## EXERCISE
Take the line that contains "Target: car badge" as the first line and the last line of the records as the end. Please set down everything in that range exactly.

## RECORDS
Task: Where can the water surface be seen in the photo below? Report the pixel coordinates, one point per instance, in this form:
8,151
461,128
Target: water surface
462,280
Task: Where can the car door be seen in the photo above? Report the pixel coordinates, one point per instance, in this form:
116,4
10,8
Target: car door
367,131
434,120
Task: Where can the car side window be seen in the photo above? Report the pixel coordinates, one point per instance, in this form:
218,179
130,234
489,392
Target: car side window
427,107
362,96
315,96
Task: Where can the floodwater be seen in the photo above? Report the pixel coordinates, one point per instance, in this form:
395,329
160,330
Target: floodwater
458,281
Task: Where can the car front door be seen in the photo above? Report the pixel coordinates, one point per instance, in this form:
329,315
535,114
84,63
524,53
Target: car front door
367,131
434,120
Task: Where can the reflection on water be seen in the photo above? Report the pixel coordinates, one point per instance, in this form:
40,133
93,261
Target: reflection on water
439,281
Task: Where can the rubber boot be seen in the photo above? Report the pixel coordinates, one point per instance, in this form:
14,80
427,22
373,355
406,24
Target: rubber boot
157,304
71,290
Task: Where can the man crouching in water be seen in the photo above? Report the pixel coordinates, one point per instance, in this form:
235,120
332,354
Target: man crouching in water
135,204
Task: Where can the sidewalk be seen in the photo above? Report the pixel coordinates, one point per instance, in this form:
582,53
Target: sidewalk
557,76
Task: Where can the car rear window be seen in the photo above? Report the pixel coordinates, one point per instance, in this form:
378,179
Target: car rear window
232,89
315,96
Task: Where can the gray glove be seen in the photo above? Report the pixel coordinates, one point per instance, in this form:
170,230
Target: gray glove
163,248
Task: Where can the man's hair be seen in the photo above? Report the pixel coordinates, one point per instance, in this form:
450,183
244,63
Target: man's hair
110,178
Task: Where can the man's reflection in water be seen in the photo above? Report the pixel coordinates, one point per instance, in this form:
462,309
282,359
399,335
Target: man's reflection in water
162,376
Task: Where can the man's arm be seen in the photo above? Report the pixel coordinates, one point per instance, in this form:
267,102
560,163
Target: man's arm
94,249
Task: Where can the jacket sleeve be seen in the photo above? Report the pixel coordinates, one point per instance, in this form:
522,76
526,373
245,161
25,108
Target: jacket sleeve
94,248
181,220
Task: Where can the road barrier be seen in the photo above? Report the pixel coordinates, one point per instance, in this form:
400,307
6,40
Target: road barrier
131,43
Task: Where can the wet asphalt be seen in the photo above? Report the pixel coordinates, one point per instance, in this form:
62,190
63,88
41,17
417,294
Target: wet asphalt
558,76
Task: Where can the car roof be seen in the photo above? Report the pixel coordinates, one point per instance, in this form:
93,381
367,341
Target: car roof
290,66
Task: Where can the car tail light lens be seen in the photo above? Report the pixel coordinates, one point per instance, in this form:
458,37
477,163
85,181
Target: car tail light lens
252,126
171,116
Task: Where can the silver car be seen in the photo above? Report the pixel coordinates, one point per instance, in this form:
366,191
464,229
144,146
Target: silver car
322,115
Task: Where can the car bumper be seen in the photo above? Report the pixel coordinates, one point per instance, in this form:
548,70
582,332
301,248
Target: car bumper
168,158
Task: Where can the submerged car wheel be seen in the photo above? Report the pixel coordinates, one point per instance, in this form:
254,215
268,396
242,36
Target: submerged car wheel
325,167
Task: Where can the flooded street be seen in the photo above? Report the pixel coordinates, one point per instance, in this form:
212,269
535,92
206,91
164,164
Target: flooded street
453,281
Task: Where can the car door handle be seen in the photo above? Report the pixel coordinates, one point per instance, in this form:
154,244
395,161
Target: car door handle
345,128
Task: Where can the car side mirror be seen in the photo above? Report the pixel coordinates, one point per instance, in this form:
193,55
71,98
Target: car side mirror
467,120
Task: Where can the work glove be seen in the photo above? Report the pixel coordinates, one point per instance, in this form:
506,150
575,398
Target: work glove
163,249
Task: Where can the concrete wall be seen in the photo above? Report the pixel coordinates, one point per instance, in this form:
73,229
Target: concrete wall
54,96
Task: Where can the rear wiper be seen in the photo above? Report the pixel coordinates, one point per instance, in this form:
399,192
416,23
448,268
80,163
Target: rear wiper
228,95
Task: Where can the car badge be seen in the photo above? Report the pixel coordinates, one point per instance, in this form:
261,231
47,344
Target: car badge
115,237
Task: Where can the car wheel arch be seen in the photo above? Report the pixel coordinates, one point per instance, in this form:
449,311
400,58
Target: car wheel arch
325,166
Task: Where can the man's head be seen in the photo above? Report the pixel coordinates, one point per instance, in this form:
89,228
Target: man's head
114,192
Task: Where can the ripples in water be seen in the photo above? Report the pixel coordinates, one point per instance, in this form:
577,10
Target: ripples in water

## SOLUTION FOR THIS TASK
Target: car badge
115,237
Task: Where can the car wheel arch be seen in the photo above? Report the pixel coordinates, one point per instance, in this form:
449,311
400,58
Target: car wheel arch
325,166
Task: Where can the man's head be seen in the photo above? Report the pixel coordinates, one point per instance, in this form:
89,228
Target: man's head
114,192
Task: Where can the ripples in water be seen in the photo above? Report the pixel coordinates, one point per instance, in this form:
577,10
Target: ripples in water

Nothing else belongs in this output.